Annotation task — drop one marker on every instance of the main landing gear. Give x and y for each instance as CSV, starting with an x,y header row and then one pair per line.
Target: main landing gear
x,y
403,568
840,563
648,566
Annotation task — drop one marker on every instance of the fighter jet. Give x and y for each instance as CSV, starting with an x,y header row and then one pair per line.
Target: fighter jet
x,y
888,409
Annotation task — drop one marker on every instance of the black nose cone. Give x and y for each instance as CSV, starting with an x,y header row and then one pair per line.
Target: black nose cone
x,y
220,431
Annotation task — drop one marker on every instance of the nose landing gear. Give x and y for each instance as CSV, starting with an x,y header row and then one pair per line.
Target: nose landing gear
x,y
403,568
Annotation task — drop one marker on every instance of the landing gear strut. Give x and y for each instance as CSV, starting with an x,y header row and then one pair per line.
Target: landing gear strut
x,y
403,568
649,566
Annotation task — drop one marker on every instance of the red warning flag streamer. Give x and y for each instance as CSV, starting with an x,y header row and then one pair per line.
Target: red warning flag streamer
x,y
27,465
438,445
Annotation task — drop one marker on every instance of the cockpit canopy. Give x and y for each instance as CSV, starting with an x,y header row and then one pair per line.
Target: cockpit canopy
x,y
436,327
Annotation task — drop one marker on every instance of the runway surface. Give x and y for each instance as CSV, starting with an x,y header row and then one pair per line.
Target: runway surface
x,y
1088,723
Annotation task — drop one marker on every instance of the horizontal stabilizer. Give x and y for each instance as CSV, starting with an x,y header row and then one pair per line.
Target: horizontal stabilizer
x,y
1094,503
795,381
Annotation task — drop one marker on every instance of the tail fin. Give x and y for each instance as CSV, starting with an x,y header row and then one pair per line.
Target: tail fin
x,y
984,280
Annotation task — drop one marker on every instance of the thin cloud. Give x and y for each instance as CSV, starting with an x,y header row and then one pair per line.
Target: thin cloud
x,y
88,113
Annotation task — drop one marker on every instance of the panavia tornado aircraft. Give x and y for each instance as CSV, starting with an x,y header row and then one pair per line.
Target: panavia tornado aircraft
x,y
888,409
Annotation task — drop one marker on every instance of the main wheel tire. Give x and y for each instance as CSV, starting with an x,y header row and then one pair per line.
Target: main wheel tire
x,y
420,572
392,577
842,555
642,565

- Task details
Rewrite the lines that begin with the one containing "the main wheel" and continue through the end of the data, changing "main wheel tire" to "main gear tire" and leaving everything else as it is.

- Output for this exercise
Annotation task — drop one marker on every instance of the main gear tire. Give x and y for each instance as CSV, starting with an x,y header row and then one pair per line.
Target: main gear tire
x,y
420,572
392,577
842,555
642,565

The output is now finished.